┌──

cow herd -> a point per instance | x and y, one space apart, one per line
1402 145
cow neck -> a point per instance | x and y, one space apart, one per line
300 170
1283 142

└──

All of the material above should be reproduced exactly.

** SOLUTION TO THE EXERCISE **
cow herd -> a point per instance | x and y, one space apart, one per line
1402 145
cow neck -> a point per instance | x and y, one space apart, one per line
300 170
1283 142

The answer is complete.